Speed-Up suggestions

Hello,

while merging and creating a lot of Document-objects we observed that the default constructor takes a significant amount of time to complete. After debugging around the issue it seems to be related to jar-signing in conjunction with access to “resources/Blank.doc”. After caching it’s content in memory we got twice the speed than before (20000 iterations dropped from 15500 to 6800 milliseconds). Please see the following code.

long t = System.currentTimeMillis();
for (int i = 0; i <20000; i++)
{
    Document doc = new Document();
}
System.out.println(System.currentTimeMillis() - t);

InputStream resourceAsStream = getClass().getResourceAsStream("/resources/Blank.doc");
ByteArrayOutputStream bout = new ByteArrayOutputStream();
IOUtils.copy(resourceAsStream, bout);
resourceAsStream.close();
bout.close();
byte[] byteArray = bout.toByteArray();

t = System.currentTimeMillis();
for (int i = 0; i <20000; i++)
{
    Document doc = new Document(new ByteArrayInputStream(byteArray));
}
System.out.println(System.currentTimeMillis() - t);

Maybe this code is useful and could make it in a future release.

Best regards
Klemens Schrage

Hi Klemens,

Thanks for your suggestion. Please note that Aspose.Words for Java takes extra time when loading for the very first time. Please execute the following code snippet at your end and see the difference. Please let us know if you have any more queries.

for (int i = 0; i <100; i++)
---
▸ WORK TO COMPLETE
1. In the forum thread about Document constructor speed, how long did the 20000 iterations take once the content of "resources/Blank.doc" was cached in memory?
2. Please carry on the forum thread about Document constructor speed from the point where it stops.
---
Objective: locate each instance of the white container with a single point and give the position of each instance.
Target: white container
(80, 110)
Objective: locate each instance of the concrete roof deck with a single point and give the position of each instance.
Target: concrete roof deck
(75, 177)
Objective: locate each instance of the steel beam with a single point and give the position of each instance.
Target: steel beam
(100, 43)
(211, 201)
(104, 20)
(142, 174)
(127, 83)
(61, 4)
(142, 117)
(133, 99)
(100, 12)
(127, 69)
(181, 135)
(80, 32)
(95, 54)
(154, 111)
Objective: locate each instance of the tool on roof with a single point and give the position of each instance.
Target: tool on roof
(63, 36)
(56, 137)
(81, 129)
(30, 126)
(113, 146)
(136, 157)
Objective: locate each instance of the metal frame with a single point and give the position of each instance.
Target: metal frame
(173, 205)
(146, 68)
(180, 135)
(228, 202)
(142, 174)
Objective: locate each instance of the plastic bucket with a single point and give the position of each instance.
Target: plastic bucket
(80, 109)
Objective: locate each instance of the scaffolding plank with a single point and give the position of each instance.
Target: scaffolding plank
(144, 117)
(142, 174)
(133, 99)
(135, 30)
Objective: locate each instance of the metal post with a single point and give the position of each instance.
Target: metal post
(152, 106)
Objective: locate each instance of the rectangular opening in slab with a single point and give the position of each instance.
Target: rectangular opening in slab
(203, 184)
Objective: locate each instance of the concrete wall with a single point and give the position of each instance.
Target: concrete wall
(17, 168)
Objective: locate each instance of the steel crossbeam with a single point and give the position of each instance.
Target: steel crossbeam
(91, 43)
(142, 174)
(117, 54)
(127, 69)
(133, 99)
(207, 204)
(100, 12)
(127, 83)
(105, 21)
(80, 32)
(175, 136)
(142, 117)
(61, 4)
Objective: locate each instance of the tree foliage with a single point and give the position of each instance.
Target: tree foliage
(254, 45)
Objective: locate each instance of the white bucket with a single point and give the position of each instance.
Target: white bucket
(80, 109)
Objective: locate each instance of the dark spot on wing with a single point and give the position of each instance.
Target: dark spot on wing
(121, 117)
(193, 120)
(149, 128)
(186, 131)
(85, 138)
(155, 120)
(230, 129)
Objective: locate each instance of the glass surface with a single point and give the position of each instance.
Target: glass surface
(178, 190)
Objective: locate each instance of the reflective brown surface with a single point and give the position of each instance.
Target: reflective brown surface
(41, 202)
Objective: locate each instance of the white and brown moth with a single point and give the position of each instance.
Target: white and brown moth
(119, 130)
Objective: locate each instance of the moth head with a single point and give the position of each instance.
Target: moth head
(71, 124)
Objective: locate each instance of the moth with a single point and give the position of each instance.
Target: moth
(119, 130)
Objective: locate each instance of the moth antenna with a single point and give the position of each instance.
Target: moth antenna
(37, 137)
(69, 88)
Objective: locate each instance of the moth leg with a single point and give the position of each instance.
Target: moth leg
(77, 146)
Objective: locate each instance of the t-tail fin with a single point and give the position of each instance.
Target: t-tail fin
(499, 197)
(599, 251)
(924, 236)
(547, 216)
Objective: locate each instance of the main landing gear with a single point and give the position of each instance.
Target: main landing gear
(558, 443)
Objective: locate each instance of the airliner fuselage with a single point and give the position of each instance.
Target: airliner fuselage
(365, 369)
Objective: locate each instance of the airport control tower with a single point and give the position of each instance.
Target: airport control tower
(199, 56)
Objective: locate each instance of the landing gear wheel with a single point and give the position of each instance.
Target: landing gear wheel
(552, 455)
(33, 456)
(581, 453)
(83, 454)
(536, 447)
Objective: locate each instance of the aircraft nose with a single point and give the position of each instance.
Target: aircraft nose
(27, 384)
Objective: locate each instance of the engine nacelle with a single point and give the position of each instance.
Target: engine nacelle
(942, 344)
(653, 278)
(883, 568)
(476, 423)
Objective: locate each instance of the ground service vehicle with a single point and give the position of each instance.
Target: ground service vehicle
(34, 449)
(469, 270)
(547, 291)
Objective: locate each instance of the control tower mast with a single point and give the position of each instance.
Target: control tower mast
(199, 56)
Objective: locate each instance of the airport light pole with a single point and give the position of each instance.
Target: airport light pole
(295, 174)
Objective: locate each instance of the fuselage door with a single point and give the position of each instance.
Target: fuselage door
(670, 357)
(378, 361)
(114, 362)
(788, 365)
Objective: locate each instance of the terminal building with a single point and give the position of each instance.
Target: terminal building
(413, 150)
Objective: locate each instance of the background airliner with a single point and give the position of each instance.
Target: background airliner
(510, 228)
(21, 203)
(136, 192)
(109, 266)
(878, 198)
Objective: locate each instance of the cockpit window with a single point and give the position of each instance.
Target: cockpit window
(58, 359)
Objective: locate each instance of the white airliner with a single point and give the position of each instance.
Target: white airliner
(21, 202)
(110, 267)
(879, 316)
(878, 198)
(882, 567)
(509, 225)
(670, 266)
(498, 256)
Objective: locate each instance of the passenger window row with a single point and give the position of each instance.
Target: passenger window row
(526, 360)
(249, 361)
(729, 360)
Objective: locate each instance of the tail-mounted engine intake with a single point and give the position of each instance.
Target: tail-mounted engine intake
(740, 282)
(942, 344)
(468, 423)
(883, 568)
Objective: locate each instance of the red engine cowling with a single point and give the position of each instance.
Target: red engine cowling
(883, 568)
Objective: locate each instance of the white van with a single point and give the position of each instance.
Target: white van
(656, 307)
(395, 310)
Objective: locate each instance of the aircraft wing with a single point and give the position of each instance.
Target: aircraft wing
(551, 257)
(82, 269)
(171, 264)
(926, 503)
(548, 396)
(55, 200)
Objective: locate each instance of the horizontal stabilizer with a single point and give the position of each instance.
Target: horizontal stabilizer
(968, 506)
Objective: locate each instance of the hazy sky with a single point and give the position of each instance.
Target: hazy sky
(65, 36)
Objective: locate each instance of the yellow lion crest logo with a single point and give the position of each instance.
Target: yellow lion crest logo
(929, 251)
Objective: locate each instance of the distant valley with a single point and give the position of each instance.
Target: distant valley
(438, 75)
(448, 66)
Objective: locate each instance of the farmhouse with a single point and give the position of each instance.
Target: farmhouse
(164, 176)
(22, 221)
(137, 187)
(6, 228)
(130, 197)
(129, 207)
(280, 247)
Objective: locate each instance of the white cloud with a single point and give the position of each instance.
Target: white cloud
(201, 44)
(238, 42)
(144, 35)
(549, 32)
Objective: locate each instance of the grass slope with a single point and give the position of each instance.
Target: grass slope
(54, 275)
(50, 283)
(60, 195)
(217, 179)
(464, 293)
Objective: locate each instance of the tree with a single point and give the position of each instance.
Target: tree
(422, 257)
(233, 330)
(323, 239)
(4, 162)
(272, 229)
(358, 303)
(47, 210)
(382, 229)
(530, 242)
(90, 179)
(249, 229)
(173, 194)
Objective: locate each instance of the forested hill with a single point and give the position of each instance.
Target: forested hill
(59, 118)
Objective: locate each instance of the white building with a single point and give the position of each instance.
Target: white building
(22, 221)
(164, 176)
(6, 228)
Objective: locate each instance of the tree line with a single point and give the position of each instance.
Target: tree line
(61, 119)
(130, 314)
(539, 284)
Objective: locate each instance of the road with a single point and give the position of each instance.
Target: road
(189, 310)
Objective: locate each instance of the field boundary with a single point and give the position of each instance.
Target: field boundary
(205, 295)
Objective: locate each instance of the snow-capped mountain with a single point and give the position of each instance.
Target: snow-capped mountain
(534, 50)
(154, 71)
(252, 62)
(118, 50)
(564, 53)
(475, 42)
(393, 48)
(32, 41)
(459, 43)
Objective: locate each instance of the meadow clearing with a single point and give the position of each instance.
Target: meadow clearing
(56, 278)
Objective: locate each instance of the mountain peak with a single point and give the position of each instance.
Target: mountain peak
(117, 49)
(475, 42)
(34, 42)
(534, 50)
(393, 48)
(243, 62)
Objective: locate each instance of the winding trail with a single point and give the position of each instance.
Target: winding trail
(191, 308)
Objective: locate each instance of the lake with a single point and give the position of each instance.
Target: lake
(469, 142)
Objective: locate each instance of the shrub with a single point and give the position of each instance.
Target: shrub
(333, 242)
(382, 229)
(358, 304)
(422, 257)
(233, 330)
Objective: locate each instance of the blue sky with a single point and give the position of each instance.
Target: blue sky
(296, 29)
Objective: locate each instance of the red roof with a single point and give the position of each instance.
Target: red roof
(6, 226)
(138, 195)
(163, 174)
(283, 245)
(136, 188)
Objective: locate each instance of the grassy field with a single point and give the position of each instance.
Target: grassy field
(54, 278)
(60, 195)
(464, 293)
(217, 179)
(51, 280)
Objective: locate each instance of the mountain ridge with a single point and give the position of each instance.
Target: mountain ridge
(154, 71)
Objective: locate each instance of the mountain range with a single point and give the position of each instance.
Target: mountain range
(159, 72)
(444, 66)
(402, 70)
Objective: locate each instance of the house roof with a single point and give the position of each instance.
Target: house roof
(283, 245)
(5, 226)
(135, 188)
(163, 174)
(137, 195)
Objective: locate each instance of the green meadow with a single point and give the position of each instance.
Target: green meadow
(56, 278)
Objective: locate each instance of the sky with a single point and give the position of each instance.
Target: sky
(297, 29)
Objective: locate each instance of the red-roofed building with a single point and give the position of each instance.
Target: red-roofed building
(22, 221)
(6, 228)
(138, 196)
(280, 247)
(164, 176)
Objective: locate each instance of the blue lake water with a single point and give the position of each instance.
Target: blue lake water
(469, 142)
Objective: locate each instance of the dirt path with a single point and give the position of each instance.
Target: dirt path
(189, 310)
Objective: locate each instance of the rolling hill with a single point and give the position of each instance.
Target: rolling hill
---
▸ RESULTS FOR EACH TASK
1. 6800 milliseconds, down from 15500.

2.
{
    Long t = System.currentTimeMillis();
    Document doc = new Document();
    System.out.print(System.currentTimeMillis() - t);
    System.out.print(",");
}
System.out.println("==========================");
InputStream resourceAsStream = getClass().getResourceAsStream("/resources/Blank.doc");
ByteArrayOutputStream bout = new ByteArrayOutputStream();
IOUtils.copy(resourceAsStream, bout);
resourceAsStream.close();
bout.close();
byte[] byteArray = bout.toByteArray();
for (int i = 0; i <100; i++)
{
    Long t = System.currentTimeMillis();
    Document doc = new Document(new ByteArrayInputStream(byteArray));
    System.out.print(System.currentTimeMillis() - t);
    System.out.print(",");
}

Hi,

you are right with this. On my machine it took 312ms for the first “new Document()”. Nevertheless after pulling the first call out of the first loop I still see the second loop about 2 times faster than the first. I think jar verification and so on is a possible bottleneck in this situation.

Best regards
Klemens Schrage

Hi Klemens,

Please execute the following code snippet multiple times at your end and see the difference. Approximate time of loading document in the loop is same. Please decrease the loop count and check the difference. The loading time will be approximately same.

InputStream resourceAsStream = getClass().getResourceAsStream("/resources/Blank.doc");
ByteArrayOutputStream bout = new ByteArrayOutputStream();
IOUtils.copy(resourceAsStream, bout);
resourceAsStream.close();
bout.close();
byte[] byteArray = bout.toByteArray();
Document doc1 = new Document(new ByteArrayInputStream(byteArray));
Long t3 = System.currentTimeMillis();
for (int i = 0; i <1000; i++)
{
    Document doc11 = new Document(new ByteArrayInputStream(byteArray));
}
System.out.println(System.currentTimeMillis() - t3);
Document doc2 = new Document();
Long t = System.currentTimeMillis();
for (int i = 0; i <1000; i++)
{
    Document doc22 = new Document();
}
System.out.println(System.currentTimeMillis() - t);

Hi Klemens,

Thanks for your inquiry.

Just to let you know if you are working with the same document many times then it is faster to take the original document and use Clone to create another copy instead of reloading it through the constructor.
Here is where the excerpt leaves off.